Selected excerpt
The existing space was designed to serve about 50 women, but they typically serve 80 or more, Ragnar said.

“We’re packed and I think that sometimes can exarcebate problems,” Ragnar said.

The organization has seen a rise in the number of homeless women in recent years, and Ragnar said one reason for this is an increasing number of women who are dealing with episodic homelessness.

A woman who is chronically homeless is “a women who is unaccompanied and disabled, and who has been continuously homeless for over a year,” said Caroline Aiken, development assistant at Sarah’s Circle.

Episodic homelessness, however, is more sudden.

Ragnar said after the recession in 2008, many people came in who were experiencing episodic homelessness.

“We had a lot of women who lost a job, especially if they had a fairly limited skill set,” Ragnar said.

Aiken said jobless women are helped by case management services.

“They work together to secure employment and the case management will provide referral services, job training programs, and resources,” Aiken said.

“The economy has impacted many low-income families including those headed by single mothers,” Matt Smith, chief spokesman for the Chicago Department of Family & Support Services, said in an email. “We have responded by providing homelessness prevention assistance, interim housing and other services to these families and have experienced steady demand for these services over the past year.”

Supplied entries
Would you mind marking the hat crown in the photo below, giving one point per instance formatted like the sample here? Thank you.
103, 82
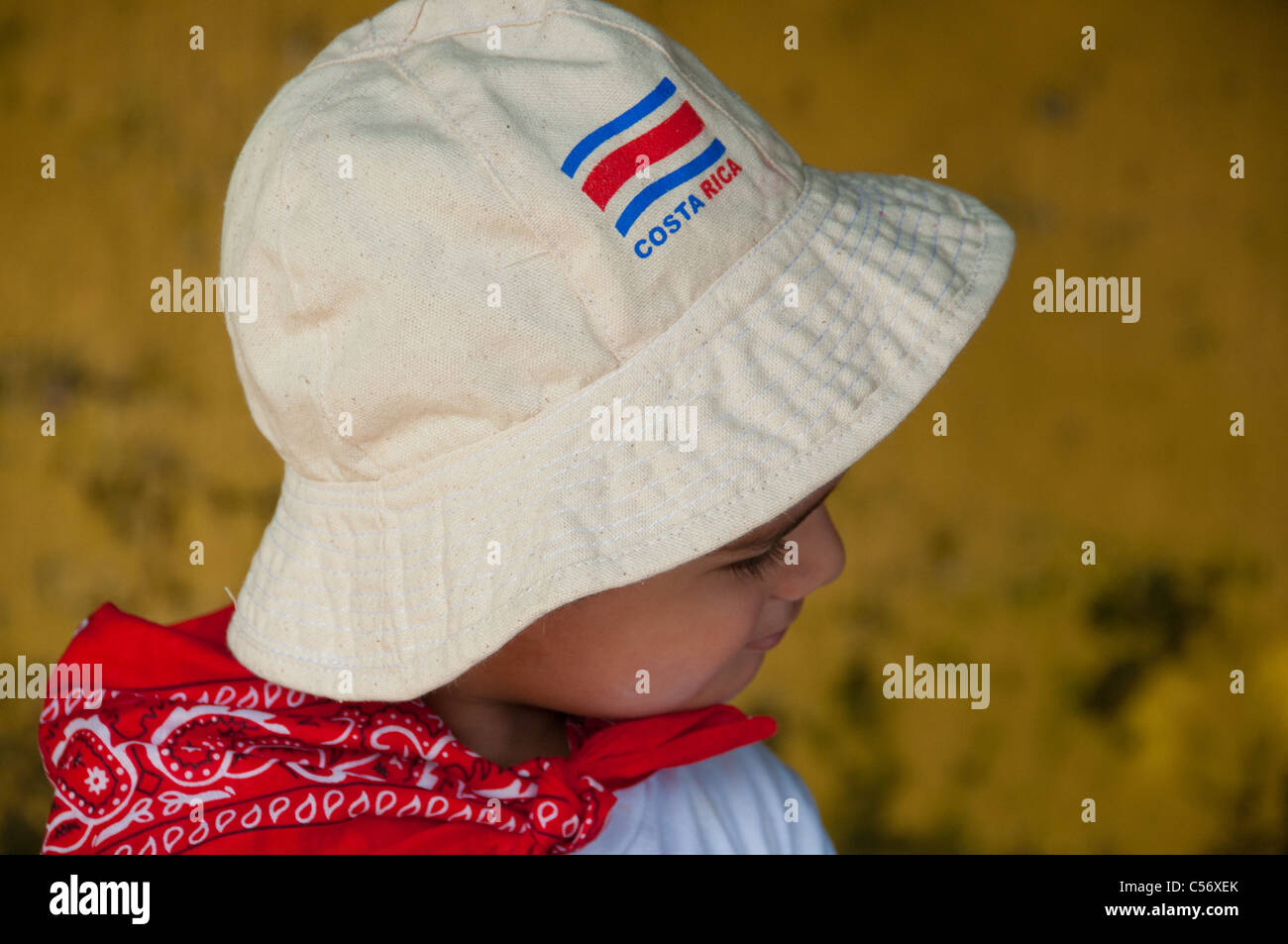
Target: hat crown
462, 214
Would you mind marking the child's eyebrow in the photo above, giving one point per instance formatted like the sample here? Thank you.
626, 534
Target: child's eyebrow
754, 543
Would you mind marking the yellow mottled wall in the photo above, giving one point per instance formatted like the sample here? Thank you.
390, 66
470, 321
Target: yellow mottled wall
1108, 682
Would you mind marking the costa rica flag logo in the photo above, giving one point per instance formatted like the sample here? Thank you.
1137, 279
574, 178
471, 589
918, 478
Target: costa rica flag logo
629, 167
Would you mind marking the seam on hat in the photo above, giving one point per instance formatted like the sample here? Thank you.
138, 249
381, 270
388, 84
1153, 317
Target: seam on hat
381, 52
585, 296
415, 22
690, 78
316, 395
393, 50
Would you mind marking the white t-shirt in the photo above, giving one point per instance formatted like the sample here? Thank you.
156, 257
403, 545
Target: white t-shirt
729, 803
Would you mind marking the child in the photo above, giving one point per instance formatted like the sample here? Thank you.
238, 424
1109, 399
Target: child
562, 347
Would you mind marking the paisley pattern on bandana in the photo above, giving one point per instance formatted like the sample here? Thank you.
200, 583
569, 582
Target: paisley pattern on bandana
184, 751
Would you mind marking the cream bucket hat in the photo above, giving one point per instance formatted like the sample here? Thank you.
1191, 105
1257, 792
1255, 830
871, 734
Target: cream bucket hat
546, 309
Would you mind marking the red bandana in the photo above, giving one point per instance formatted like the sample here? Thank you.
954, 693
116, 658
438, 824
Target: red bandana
184, 751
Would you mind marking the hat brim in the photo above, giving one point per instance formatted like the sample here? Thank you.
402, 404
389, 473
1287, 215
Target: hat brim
386, 590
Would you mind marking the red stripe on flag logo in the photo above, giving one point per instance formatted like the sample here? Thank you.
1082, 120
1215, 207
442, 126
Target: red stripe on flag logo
616, 168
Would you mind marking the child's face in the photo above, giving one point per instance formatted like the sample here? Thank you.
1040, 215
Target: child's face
700, 630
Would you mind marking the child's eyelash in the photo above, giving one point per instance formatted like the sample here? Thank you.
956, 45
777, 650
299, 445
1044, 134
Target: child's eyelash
755, 567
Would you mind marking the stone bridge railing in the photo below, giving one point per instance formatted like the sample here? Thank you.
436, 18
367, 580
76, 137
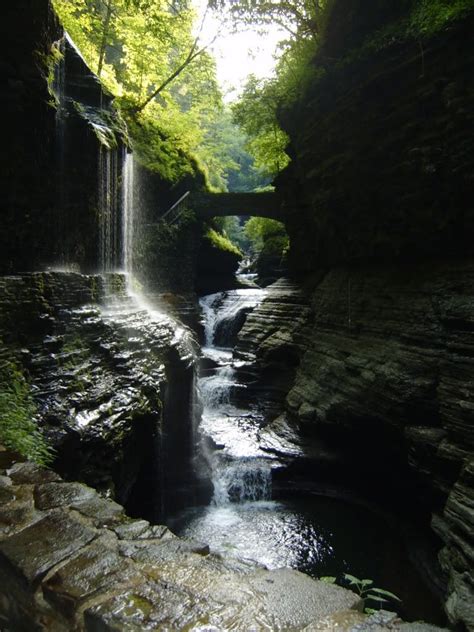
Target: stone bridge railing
265, 204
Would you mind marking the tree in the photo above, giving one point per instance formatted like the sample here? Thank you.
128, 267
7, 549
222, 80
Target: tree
255, 112
299, 18
145, 51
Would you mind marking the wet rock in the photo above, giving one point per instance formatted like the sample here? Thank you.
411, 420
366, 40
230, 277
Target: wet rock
98, 569
36, 549
53, 495
269, 345
151, 552
99, 367
151, 606
28, 472
295, 599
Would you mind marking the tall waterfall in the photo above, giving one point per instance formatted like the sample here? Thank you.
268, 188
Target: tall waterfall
128, 181
239, 471
109, 209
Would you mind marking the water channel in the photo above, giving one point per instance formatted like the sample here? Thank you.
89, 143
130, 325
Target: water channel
319, 535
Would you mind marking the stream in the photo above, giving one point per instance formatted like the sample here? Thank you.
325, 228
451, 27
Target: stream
318, 535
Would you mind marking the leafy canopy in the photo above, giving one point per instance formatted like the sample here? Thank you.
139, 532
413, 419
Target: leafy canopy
148, 55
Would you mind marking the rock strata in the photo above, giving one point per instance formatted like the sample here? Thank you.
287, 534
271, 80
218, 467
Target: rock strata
63, 568
382, 387
108, 379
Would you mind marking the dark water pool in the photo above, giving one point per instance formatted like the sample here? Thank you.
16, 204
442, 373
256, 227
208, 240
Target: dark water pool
320, 536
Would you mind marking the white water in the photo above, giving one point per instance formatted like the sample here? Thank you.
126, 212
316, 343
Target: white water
109, 209
128, 205
239, 470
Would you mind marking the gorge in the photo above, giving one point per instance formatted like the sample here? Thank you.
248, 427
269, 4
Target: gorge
321, 423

Exercise set
a) In the text about homeless women, how many women was the existing space designed to serve?
b) Translate this sentence from the text about homeless women into Spanish: "Episodic homelessness, however, is more sudden."
c) Write a continuation of the text about homeless women, picking up after its final sentence.
The rows have nothing to do with the text about homeless women.

Results for each task
a) About 50 women.

b) La falta de vivienda episódica, sin embargo, es más repentina.

c)
While it doesn’t have data on the single women that Sarah’s Circle serves, the Chicago Coalition for the Homeless said homelessness in general has been increasing. The coalition’s website reported there were 93,780 homeless Chicagoans during the 2010-11 school year. The analysis by policy director Julie Dworkin said this was a 5.5 percent increase over the previous school year.
“We get an updated number of homeless children in CPS and we extrapolate from there the number of homeless families.” Dworkin said.

The open door policy at Sarah’s Circle, which allows any woman to seek their services, is unique in Chicago, Ragnar said.

“That very nonjudgmental community can be very healing for women,” Ragnar said.

Prior to Nov. 1, Sarah’s Circle was a drop-in center where women could come in to use their services, get toiletries, or see a case manager. However, after Nov. 1 they began offering 24-hour services through a 50-bed interim housing program in addition to their daily drop-in program, Aiken said.

“We currently just need more space in order to essentially carry out our mission of ultimately ending homelessness, so we feel that that’s really necessary.” Aiken said.

The women in the interim housing program sleep at a nearby church, and the goal is to place them in permanent supportive housing within 120 days, Aiken said.

While this is a good resource for women who are staying for short periods of time, Aiken said chronically homeless women need more permanent housing.

“If you’ve got 50 women sleeping eight inches away from each other at night it’s hard,” Ragnar said.

Aiken said the apartments in the new location will house 10 chronically homeless women.

Since they are currently tucked away inside a building, Ragnar said it will be nice to have their own space when construction is completed a year from now.

“It will really increase our capacity to help empower very vulnerable women who have been or are homeless,” Aiken said.